* _Short task_
Write down each entry again, exactly as it reads.

==========

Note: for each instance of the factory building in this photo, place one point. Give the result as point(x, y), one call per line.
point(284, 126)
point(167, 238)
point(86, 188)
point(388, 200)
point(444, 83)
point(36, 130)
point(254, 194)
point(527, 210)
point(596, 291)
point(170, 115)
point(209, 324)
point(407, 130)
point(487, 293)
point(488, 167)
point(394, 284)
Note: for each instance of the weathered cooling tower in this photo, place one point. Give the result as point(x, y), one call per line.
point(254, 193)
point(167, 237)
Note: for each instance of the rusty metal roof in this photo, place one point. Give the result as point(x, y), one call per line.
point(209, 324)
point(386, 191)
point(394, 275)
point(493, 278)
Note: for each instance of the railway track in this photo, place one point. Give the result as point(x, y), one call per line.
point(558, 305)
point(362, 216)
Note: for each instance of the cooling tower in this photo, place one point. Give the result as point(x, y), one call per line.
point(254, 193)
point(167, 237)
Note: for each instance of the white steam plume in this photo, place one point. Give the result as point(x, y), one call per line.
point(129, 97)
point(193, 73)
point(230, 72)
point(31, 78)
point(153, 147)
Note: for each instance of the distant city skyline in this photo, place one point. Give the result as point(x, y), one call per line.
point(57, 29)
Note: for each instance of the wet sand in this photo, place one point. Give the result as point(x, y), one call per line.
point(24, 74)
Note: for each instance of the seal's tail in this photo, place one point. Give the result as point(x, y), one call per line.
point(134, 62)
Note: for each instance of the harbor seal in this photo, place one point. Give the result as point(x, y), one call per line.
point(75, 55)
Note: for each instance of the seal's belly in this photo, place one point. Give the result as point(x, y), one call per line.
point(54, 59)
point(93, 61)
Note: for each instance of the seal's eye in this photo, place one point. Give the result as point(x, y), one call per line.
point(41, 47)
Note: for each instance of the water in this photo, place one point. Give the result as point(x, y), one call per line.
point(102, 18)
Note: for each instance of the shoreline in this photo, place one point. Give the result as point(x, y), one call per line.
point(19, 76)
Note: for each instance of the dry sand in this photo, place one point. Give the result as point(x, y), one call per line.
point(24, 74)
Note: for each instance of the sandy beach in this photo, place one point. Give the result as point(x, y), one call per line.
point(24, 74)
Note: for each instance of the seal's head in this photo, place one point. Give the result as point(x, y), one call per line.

==========

* _Result for this task_
Note: for each instance of the factory building in this photo, place one point. Give the result as point(x, y), one call per line.
point(284, 126)
point(167, 238)
point(86, 188)
point(388, 200)
point(444, 83)
point(36, 130)
point(254, 194)
point(527, 210)
point(596, 291)
point(170, 115)
point(209, 324)
point(407, 130)
point(487, 293)
point(488, 167)
point(394, 284)
Note: for each instance of the weathered cooling tower in this photo, place one point. Give the result as point(x, y), one call per line.
point(254, 193)
point(167, 237)
Note: for each instance of the rusty metal roof in this photo, place one point. Give the result as point(x, y), one call per line.
point(209, 324)
point(386, 191)
point(394, 275)
point(493, 278)
Note: for each instance of the railway track in this photo, place one point. Give the result as point(x, y), one call per line.
point(558, 305)
point(362, 216)
Note: for each instance of the cooling tower in this photo, place one point. Give the result as point(x, y), one call per line.
point(254, 193)
point(167, 237)
Note: for each instance of the white steam plume in this photo, place one point. Give the result as point(x, y), one call per line.
point(129, 97)
point(193, 73)
point(230, 72)
point(31, 78)
point(153, 147)
Note: for each instance of the distant city skyline in this photo, place one point. Give the result as point(x, y), one call per line.
point(57, 29)
Note: for each instance of the wet sand in this photo, place one point. Give the result as point(x, y), one call per line.
point(24, 74)
Note: for each instance of the seal's tail in this photo, place one point. Give the result as point(x, y), one call per line.
point(134, 62)
Note: for each instance of the harbor seal in this photo, place one point. Give the result as point(x, y), one call per line.
point(75, 55)
Note: for each instance of the seal's belly in this photo, place one point. Give the result as point(x, y), one call per line.
point(54, 59)
point(93, 61)
Note: for each instance of the seal's eye in this photo, place one point. Give the result as point(x, y), one call per line.
point(41, 47)
Note: for each instance of the water in this photo, place one point. Give the result as point(x, y), one call per line.
point(102, 18)
Note: for each instance of the shoreline in this photo, place one point. Give the result as point(x, y), one call per line.
point(19, 76)
Note: for each instance of the dry sand in this photo, place one point. Give the result as point(x, y), one call per line.
point(24, 74)
Note: for each instance of the sandy beach in this photo, place one point. Give the result as point(x, y), one call per line.
point(24, 74)
Note: for each instance of the seal's head in this photo, place one point. Give the result as point(x, y), one call per line.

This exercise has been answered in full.